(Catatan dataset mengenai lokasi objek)
------------

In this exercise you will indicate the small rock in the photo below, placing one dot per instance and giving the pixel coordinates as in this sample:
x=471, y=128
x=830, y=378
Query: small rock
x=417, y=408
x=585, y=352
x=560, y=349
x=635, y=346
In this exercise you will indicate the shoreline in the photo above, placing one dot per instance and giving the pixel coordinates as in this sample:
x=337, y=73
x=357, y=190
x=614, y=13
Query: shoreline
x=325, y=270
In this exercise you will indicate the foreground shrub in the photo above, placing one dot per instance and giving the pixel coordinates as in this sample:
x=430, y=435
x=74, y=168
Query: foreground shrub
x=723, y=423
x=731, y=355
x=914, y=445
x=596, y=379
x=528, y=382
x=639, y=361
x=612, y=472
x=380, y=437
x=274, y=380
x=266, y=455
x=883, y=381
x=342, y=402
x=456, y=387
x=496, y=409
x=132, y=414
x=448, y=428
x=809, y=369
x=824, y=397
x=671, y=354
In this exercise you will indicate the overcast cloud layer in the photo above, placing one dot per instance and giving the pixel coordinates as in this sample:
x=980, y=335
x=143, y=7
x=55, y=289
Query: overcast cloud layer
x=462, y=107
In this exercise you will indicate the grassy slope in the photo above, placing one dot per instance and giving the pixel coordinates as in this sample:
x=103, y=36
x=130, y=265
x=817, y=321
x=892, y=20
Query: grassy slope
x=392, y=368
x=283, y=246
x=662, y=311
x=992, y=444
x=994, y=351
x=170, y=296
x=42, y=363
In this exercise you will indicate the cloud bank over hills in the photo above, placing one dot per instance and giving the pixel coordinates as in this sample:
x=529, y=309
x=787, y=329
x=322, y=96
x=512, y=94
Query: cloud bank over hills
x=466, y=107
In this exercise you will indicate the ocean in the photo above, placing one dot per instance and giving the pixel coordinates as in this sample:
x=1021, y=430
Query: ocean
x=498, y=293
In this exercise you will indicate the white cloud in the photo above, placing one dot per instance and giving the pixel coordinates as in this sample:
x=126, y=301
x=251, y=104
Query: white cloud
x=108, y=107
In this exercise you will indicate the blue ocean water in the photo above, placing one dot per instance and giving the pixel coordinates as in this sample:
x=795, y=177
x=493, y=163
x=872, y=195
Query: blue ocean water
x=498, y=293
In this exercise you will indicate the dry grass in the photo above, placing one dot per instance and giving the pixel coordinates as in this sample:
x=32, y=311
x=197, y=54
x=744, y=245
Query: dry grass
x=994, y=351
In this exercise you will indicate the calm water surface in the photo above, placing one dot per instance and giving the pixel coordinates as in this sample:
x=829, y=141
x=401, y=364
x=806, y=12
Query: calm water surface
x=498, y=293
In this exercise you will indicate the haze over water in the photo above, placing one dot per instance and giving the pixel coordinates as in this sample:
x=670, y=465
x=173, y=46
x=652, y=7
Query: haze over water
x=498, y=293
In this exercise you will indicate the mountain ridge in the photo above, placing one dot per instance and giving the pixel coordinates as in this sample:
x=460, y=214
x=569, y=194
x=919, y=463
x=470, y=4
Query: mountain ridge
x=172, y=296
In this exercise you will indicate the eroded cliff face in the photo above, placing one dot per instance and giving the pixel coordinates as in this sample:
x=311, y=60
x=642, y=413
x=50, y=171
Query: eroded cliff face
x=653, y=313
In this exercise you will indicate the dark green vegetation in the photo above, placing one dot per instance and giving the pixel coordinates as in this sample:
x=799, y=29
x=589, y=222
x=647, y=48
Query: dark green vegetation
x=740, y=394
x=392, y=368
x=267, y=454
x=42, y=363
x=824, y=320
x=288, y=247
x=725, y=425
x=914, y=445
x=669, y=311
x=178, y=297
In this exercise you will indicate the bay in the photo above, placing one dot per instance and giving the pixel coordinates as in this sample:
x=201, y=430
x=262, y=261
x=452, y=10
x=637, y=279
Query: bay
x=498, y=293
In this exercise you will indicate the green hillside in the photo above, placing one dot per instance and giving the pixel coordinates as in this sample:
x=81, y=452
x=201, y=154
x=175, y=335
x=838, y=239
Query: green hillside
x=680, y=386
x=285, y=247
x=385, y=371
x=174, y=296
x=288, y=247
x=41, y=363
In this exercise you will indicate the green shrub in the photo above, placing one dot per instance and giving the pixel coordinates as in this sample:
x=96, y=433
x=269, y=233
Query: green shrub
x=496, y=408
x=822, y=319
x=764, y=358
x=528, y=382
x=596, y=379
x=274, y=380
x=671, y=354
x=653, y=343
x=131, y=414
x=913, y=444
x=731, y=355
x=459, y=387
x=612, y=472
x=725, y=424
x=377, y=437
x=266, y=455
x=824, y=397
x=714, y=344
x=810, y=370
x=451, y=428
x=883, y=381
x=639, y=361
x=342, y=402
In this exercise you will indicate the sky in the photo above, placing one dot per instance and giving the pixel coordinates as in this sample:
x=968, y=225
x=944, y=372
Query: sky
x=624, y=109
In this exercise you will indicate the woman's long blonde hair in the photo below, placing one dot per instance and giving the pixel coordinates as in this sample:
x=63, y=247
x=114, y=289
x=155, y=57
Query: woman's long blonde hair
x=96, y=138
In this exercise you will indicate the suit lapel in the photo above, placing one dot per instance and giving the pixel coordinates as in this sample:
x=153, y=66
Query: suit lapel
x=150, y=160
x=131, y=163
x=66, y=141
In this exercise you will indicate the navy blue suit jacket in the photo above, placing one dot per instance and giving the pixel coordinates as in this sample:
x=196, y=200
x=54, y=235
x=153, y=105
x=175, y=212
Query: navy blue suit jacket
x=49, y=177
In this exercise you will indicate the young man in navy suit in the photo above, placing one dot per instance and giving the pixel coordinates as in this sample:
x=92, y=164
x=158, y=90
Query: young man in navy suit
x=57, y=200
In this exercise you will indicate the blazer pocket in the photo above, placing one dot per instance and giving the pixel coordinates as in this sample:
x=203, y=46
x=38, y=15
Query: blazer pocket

------------

### Tugas Anda
Dapatkah Anda menyalin ulang semua baris dalam daftar di atas tanpa mengubah satu karakter pun?

### Jawaban yang Diharapkan
In this exercise you will indicate the small rock in the photo below, placing one dot per instance and giving the pixel coordinates as in this sample:
x=471, y=128
x=830, y=378
Query: small rock
x=417, y=408
x=585, y=352
x=560, y=349
x=635, y=346
In this exercise you will indicate the shoreline in the photo above, placing one dot per instance and giving the pixel coordinates as in this sample:
x=337, y=73
x=357, y=190
x=614, y=13
Query: shoreline
x=325, y=270
In this exercise you will indicate the foreground shrub in the photo above, placing one dot per instance and giving the pixel coordinates as in this sample:
x=430, y=435
x=74, y=168
Query: foreground shrub
x=723, y=423
x=731, y=355
x=914, y=445
x=596, y=379
x=528, y=382
x=639, y=361
x=612, y=472
x=380, y=437
x=274, y=380
x=266, y=455
x=883, y=381
x=342, y=402
x=456, y=387
x=496, y=409
x=132, y=414
x=448, y=428
x=809, y=369
x=824, y=397
x=671, y=354
In this exercise you will indicate the overcast cloud layer in the photo above, placing one dot per instance and giving the pixel coordinates as in this sample:
x=980, y=335
x=143, y=7
x=55, y=289
Query: overcast cloud layer
x=462, y=107
In this exercise you will indicate the grassy slope in the photo above, placing one dot per instance and giving the pixel coordinates as in this sample:
x=103, y=36
x=130, y=265
x=817, y=321
x=892, y=20
Query: grassy slope
x=392, y=368
x=283, y=246
x=662, y=311
x=992, y=444
x=994, y=351
x=170, y=296
x=42, y=363
In this exercise you will indicate the cloud bank over hills in the photo above, placing one dot per instance and giving the pixel coordinates as in this sample:
x=529, y=309
x=787, y=329
x=322, y=96
x=512, y=94
Query: cloud bank over hills
x=466, y=107
In this exercise you will indicate the ocean in the photo above, placing one dot per instance and giving the pixel coordinates as in this sample:
x=1021, y=430
Query: ocean
x=498, y=293
In this exercise you will indicate the white cloud in the photo above, placing one dot per instance and giving the pixel coordinates as in this sample:
x=126, y=301
x=251, y=104
Query: white cloud
x=108, y=107
In this exercise you will indicate the blue ocean water in the photo above, placing one dot per instance and giving the pixel coordinates as in this sample:
x=795, y=177
x=493, y=163
x=872, y=195
Query: blue ocean water
x=498, y=293
In this exercise you will indicate the dry grass in the photo above, placing one dot per instance and giving the pixel coordinates as in this sample:
x=32, y=311
x=197, y=54
x=744, y=245
Query: dry grass
x=994, y=351
In this exercise you will indicate the calm water surface in the photo above, placing one dot per instance and giving the pixel coordinates as in this sample:
x=829, y=141
x=401, y=364
x=806, y=12
Query: calm water surface
x=498, y=293
In this exercise you will indicate the haze over water in the photo above, placing one dot per instance and giving the pixel coordinates as in this sample:
x=670, y=465
x=173, y=46
x=652, y=7
Query: haze over water
x=498, y=293
In this exercise you will indicate the mountain ridge in the photo above, placing one dot per instance and giving the pixel coordinates as in this sample:
x=460, y=214
x=569, y=194
x=919, y=463
x=470, y=4
Query: mountain ridge
x=172, y=296
In this exercise you will indicate the eroded cliff face in the photo above, placing one dot per instance and giving the pixel coordinates as in this sample:
x=311, y=60
x=642, y=413
x=50, y=171
Query: eroded cliff face
x=653, y=313
In this exercise you will indicate the dark green vegetation in the photo above, placing one dot per instance and giving the pixel coordinates as in this sample:
x=799, y=29
x=589, y=222
x=647, y=48
Query: dark green vegetation
x=740, y=394
x=392, y=368
x=267, y=454
x=42, y=363
x=824, y=320
x=288, y=247
x=725, y=425
x=914, y=445
x=669, y=311
x=178, y=297
In this exercise you will indicate the bay in the photo above, placing one dot per instance and giving the pixel coordinates as in this sample:
x=201, y=430
x=262, y=261
x=452, y=10
x=637, y=279
Query: bay
x=498, y=293
In this exercise you will indicate the green hillside in the photo above, placing one dot per instance and giving the pixel coordinates as in this sample:
x=81, y=452
x=201, y=154
x=175, y=335
x=838, y=239
Query: green hillside
x=680, y=386
x=285, y=247
x=385, y=371
x=174, y=296
x=288, y=247
x=41, y=363
In this exercise you will indicate the green shrub in the photo above, placing one dot per instance and giving the pixel coordinates as in this sample:
x=96, y=433
x=269, y=233
Query: green shrub
x=496, y=408
x=822, y=319
x=764, y=358
x=528, y=382
x=596, y=379
x=274, y=380
x=671, y=354
x=653, y=343
x=131, y=414
x=913, y=444
x=731, y=355
x=459, y=387
x=612, y=472
x=725, y=424
x=377, y=437
x=266, y=455
x=824, y=397
x=714, y=344
x=810, y=370
x=451, y=428
x=883, y=381
x=639, y=361
x=342, y=402
In this exercise you will indicate the sky in the photo above, placing one dot per instance and giving the pixel coordinates as in this sample:
x=968, y=225
x=944, y=372
Query: sky
x=624, y=109
In this exercise you will indicate the woman's long blonde hair in the photo below, placing one dot per instance and giving the pixel coordinates as in this sample:
x=63, y=247
x=114, y=289
x=155, y=57
Query: woman's long blonde hair
x=96, y=138
In this exercise you will indicate the suit lapel in the photo above, placing one dot per instance and giving the pixel coordinates as in this sample:
x=153, y=66
Query: suit lapel
x=150, y=160
x=131, y=163
x=66, y=141
In this exercise you will indicate the navy blue suit jacket in the photo above, placing one dot per instance and giving the pixel coordinates as in this sample:
x=196, y=200
x=54, y=235
x=153, y=105
x=175, y=212
Query: navy blue suit jacket
x=49, y=177
In this exercise you will indicate the young man in navy suit in the photo above, placing one dot per instance and giving the pixel coordinates as in this sample:
x=92, y=164
x=158, y=90
Query: young man in navy suit
x=57, y=200
In this exercise you will indicate the blazer pocket in the photo above, placing one dot per instance and giving the pixel coordinates as in this sample:
x=203, y=46
x=38, y=15
Query: blazer pocket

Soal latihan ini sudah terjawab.